Directions:
[1] What are existing LLM-based code models trained only on, according to the summary of the Morescient GAI paper?
[2] From the summary of the Morescient GAI paper, extract the passage from "This work aims" up to and including "existing GAI approaches.".
[3] Extend the summary of the Morescient GAI paper, picking up after its final sentence.
##### Reading text
Morescient GAI for Software Engineering (Extended Version)
This work aims to improve the reliability of generative AI in software engineering by addressing a key bottleneck in model training, though it is incremental as it builds on existing GAI approaches.
The paper addresses the limitation of existing LLM-based code models being trained only on software syntax, which reduces their trustworthiness for semantic-dependent tasks, and proposes a vision for developing 'Morescient' GAI models trained on both semantic and static facets of software.
##########
##### Data extracts
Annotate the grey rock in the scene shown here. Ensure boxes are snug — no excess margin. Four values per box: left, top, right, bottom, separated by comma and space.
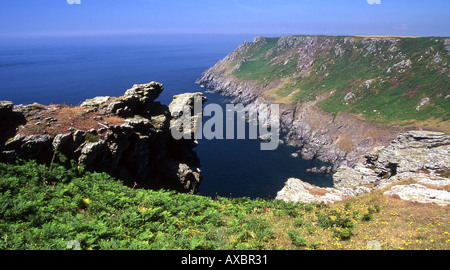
275, 178, 348, 203
384, 184, 450, 206
80, 96, 111, 107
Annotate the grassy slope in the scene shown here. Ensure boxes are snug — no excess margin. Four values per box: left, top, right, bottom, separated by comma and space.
231, 37, 450, 131
0, 159, 450, 250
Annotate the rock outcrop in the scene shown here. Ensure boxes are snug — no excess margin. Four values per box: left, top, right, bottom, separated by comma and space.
277, 131, 450, 205
197, 36, 449, 171
0, 82, 205, 193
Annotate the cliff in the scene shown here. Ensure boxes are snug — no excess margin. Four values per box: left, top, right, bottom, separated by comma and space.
197, 36, 450, 170
0, 82, 205, 193
277, 131, 450, 205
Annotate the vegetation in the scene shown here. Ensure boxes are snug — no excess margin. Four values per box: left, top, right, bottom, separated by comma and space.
0, 158, 450, 250
231, 37, 450, 131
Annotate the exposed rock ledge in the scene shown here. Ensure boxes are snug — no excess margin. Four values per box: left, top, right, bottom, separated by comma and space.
276, 131, 450, 205
0, 82, 206, 193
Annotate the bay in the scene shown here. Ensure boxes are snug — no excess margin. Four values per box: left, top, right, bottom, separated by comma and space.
0, 35, 332, 199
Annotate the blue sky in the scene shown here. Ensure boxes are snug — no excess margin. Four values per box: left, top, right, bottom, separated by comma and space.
0, 0, 450, 38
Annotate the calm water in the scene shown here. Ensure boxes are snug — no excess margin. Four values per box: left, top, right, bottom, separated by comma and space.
0, 35, 332, 198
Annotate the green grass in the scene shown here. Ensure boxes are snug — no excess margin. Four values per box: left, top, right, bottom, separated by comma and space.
229, 37, 450, 124
0, 159, 450, 250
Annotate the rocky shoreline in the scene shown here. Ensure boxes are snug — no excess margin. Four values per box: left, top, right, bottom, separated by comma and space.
197, 37, 450, 205
196, 37, 408, 171
276, 131, 450, 205
0, 82, 206, 194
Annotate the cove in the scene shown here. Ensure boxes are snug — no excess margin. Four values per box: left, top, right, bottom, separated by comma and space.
0, 35, 332, 199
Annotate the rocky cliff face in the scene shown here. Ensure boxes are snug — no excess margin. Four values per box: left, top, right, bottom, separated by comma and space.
0, 82, 205, 193
197, 36, 450, 169
277, 131, 450, 205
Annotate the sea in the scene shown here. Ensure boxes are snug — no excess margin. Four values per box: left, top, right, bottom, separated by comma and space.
0, 34, 332, 199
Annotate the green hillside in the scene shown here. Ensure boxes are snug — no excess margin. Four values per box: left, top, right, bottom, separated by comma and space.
0, 158, 450, 250
229, 36, 450, 129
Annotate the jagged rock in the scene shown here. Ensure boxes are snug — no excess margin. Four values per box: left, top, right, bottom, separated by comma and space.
108, 82, 163, 117
80, 96, 111, 107
384, 184, 450, 206
0, 82, 205, 194
275, 178, 348, 203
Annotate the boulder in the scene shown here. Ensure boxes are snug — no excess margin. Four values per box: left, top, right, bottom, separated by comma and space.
384, 184, 450, 206
0, 82, 206, 194
275, 178, 348, 203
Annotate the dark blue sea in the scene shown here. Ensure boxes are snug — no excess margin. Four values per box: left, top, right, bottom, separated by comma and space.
0, 35, 332, 199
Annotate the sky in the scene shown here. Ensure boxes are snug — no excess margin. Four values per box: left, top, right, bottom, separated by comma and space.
0, 0, 450, 38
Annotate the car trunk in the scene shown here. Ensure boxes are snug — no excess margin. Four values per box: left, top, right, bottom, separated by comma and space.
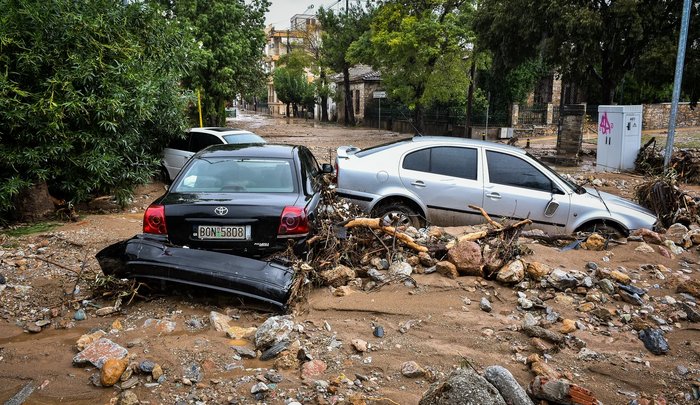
161, 193, 299, 250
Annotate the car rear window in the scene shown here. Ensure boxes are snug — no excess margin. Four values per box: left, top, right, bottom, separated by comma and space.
172, 158, 295, 193
223, 132, 266, 144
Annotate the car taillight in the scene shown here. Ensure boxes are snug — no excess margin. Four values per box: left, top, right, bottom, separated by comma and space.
277, 207, 309, 235
143, 205, 168, 235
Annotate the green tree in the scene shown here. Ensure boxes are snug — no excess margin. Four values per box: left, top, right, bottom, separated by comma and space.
316, 3, 374, 125
0, 0, 197, 218
350, 0, 474, 131
474, 0, 679, 104
161, 0, 270, 126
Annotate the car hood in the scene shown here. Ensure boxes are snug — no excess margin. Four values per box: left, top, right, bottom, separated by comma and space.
586, 187, 656, 218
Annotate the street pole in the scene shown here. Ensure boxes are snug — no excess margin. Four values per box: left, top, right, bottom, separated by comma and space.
664, 0, 690, 171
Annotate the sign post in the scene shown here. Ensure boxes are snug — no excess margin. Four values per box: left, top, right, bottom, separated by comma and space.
372, 91, 386, 129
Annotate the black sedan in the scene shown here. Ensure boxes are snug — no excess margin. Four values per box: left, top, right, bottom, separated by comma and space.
143, 144, 332, 257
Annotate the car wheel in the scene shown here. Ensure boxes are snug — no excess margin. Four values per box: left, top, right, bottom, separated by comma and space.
373, 203, 425, 228
581, 223, 627, 239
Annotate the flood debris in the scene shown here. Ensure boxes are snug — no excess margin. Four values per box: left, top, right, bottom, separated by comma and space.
96, 235, 295, 310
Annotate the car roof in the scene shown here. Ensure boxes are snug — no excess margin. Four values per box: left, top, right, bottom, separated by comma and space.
196, 143, 304, 159
411, 136, 525, 154
189, 127, 252, 136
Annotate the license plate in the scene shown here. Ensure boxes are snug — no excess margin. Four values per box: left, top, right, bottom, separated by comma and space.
197, 225, 250, 240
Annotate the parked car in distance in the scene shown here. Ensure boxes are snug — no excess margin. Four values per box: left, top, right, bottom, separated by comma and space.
161, 127, 267, 182
143, 144, 333, 257
336, 136, 657, 236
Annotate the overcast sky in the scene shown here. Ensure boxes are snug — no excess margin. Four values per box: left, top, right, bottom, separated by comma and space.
265, 0, 345, 29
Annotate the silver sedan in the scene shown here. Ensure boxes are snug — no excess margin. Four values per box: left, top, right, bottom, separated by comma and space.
336, 136, 657, 235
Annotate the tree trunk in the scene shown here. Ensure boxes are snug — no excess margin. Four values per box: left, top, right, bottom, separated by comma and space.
343, 64, 355, 126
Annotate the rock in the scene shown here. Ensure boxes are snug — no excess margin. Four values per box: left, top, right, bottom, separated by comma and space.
484, 366, 534, 405
418, 252, 435, 267
401, 361, 425, 378
496, 260, 525, 284
527, 376, 598, 405
639, 328, 670, 355
634, 242, 654, 253
580, 233, 606, 250
664, 240, 684, 255
676, 280, 700, 298
143, 318, 177, 333
226, 326, 258, 340
255, 315, 294, 350
301, 359, 328, 380
250, 382, 270, 395
139, 360, 156, 374
182, 363, 204, 385
231, 346, 258, 359
333, 285, 354, 297
435, 260, 459, 278
419, 367, 506, 405
479, 297, 493, 312
610, 270, 632, 284
100, 359, 129, 387
260, 340, 289, 361
632, 228, 664, 245
73, 338, 128, 368
350, 339, 367, 353
598, 278, 616, 295
559, 319, 576, 334
319, 264, 357, 287
151, 364, 164, 381
73, 308, 87, 321
389, 262, 413, 277
117, 390, 139, 405
447, 241, 484, 277
209, 311, 231, 332
372, 325, 384, 338
525, 262, 552, 281
664, 223, 688, 245
547, 269, 578, 291
95, 307, 119, 316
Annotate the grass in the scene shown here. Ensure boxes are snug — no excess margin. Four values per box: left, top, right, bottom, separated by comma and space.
0, 222, 62, 238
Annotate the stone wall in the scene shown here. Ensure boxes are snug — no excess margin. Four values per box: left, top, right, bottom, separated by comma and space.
642, 103, 700, 130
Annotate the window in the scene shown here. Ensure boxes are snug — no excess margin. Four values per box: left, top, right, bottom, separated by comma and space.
403, 146, 478, 180
190, 132, 223, 152
486, 151, 552, 193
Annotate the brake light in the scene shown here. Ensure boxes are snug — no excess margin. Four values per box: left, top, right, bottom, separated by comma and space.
277, 207, 309, 235
143, 205, 168, 235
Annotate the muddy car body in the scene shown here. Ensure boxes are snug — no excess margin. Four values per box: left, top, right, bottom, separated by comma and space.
336, 136, 656, 235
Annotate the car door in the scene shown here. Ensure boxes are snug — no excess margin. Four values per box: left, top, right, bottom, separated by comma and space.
399, 146, 483, 226
484, 150, 570, 233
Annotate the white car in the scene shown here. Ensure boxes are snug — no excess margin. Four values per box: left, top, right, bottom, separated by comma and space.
161, 127, 267, 183
336, 136, 657, 235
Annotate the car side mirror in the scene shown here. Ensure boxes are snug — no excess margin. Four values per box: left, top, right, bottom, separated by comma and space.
544, 198, 559, 218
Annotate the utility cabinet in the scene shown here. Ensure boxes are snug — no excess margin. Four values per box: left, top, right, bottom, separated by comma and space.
596, 105, 642, 172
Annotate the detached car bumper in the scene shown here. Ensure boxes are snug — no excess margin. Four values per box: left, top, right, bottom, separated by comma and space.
95, 235, 295, 310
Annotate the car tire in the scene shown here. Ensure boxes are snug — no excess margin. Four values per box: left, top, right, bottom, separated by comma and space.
372, 203, 425, 229
581, 223, 627, 239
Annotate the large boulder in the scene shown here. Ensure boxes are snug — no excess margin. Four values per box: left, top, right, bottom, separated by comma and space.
419, 367, 506, 405
447, 241, 484, 277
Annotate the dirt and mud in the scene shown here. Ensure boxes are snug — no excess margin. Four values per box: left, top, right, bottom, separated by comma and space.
0, 110, 700, 404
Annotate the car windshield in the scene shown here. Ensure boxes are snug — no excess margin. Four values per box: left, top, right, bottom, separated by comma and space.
527, 153, 586, 194
223, 132, 266, 144
176, 157, 294, 193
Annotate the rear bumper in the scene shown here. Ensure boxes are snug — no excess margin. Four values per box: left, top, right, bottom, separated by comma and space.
95, 235, 295, 310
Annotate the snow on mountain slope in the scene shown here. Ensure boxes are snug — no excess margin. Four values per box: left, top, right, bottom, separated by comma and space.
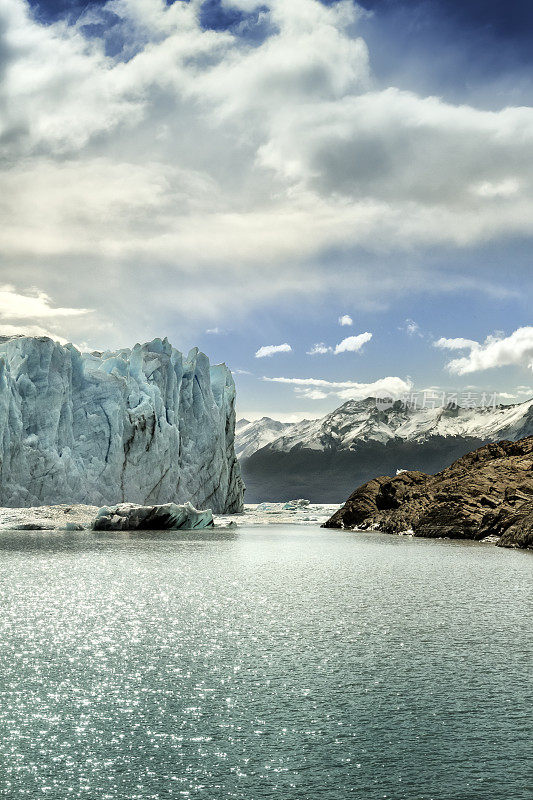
235, 417, 291, 458
262, 398, 533, 452
0, 336, 243, 513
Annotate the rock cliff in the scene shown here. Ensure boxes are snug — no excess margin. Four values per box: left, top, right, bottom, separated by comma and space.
324, 436, 533, 548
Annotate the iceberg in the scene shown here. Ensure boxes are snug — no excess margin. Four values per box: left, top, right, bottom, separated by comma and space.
0, 336, 244, 514
92, 503, 214, 531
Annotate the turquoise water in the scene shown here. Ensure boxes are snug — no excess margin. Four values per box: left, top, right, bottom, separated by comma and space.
0, 525, 533, 800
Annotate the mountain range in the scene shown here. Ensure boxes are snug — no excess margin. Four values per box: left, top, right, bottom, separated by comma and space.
235, 397, 533, 503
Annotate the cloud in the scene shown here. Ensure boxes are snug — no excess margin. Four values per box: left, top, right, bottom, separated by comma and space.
##########
Answers by item:
[1] Software syntax.

[2]
This work aims to improve the reliability of generative AI in software engineering by addressing a key bottleneck in model training, though it is incremental as it builds on existing GAI approaches.

[3]
The ability of Generative AI (GAI) technology to automatically check, synthesize and modify software engineering artifacts promises to revolutionize all aspects of software engineering. Using GAI for software engineering tasks is consequently one of the most rapidly expanding fields of software engineering research, with over a hundred LLM-based code models having been published since 2021. However, the overwhelming majority of existing code models share a major weakness - they are exclusively trained on the syntactic facet of software, significantly lowering their trustworthiness in tasks dependent on software semantics. To address this problem, a new class of "Morescient" GAI is needed that is "aware" of (i.e., trained on) both the semantic and static facets of software. This, in turn, will require a new generation of software observation platforms capable of generating large quantities of execution observations in a structured and readily analyzable way. In this paper, we present a vision and roadmap for how such "Morescient" GAI models can be engineered, evolved and disseminated according to the principles of open science.